-- Excerpt --
_ _ _ _

Even in social protection, Nordic local governments play a prominent role. It should be noted that the category of social protection is not just about cash transfers; it includes in-kind benefits – home-helps to elderly and disabled, transport services, assistance with funeral services for survivors, holiday camps for children, etc.

In short, the Nordic countries are characterised by highly decentralised systems where policies and financing are provided by governmental tiers that are arguably ‘closer to the people’. In Ireland, what’s good for Donegal is decided in Dublin.

Could this decentralised structure imbue more confidence in higher spending regimes? And what implications does it have for Ireland. Well, if the answer to the first is potentially yes, the implications for Ireland are not good.

There are volumes of reports on local government reform going back to the 1940s but local government remains  manager-centred. So what would a reformed local government look like?

It’s too big an issue to go into here but this is just a sampler:

Why do we have four local authorities in Dublin, rather than a Greater Dublin Council? Councillors could be elected along Dail constituencies and would be full-time – part-time councillors don’t have the resources or the time to hold the managerial system to account.

There would be an Assembly with full-time staff and support services with a number of centralised functions devolved to the council level.

Another lower, part-time tier could be established through local area councils (a Swords Council, a Blanchardstown Council, an Inner City Council) with powers devolved through the Assembly.

In the rest of the country, there would need to be an upscaling of city/county councils. We used to have eight regional authorities; recent reforms have reduced to these three. Formerly it was probably too many, now it’s too few.

_ _ _ _

-- Information provided --
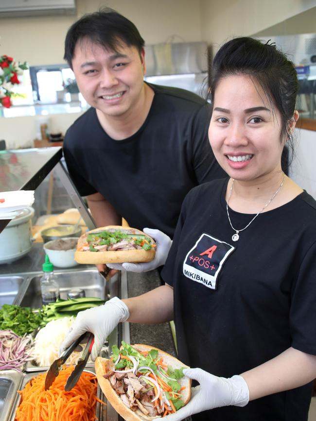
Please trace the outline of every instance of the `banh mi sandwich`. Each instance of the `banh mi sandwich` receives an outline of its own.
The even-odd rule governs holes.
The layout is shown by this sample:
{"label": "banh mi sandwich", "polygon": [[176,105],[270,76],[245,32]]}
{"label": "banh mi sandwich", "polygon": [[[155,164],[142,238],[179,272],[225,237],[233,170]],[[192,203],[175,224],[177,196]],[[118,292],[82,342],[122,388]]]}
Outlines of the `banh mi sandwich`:
{"label": "banh mi sandwich", "polygon": [[79,238],[74,259],[78,263],[150,262],[155,257],[155,240],[136,228],[109,225]]}
{"label": "banh mi sandwich", "polygon": [[127,421],[152,420],[177,411],[191,396],[187,368],[172,355],[147,345],[122,341],[109,359],[98,357],[98,382],[109,403]]}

_ _ _ _

-- Problem set --
A. Edit the passage of the local government excerpt that opens with the words containing "Even in social" and closes with "decided in Dublin.": write it out again with "Nordic" replaced by "Scandinavian".
B. Pull out every line of the records that contains the string "receives", treating uppercase and lowercase as different.

-- Solution list --
A.
Even in social protection, Scandinavian local governments play a prominent role. It should be noted that the category of social protection is not just about cash transfers; it includes in-kind benefits – home-helps to elderly and disabled, transport services, assistance with funeral services for survivors, holiday camps for children, etc.

In short, the Scandinavian countries are characterised by highly decentralised systems where policies and financing are provided by governmental tiers that are arguably ‘closer to the people’. In Ireland, what’s good for Donegal is decided in Dublin.

B.
Please trace the outline of every instance of the `banh mi sandwich`. Each instance of the `banh mi sandwich` receives an outline of its own.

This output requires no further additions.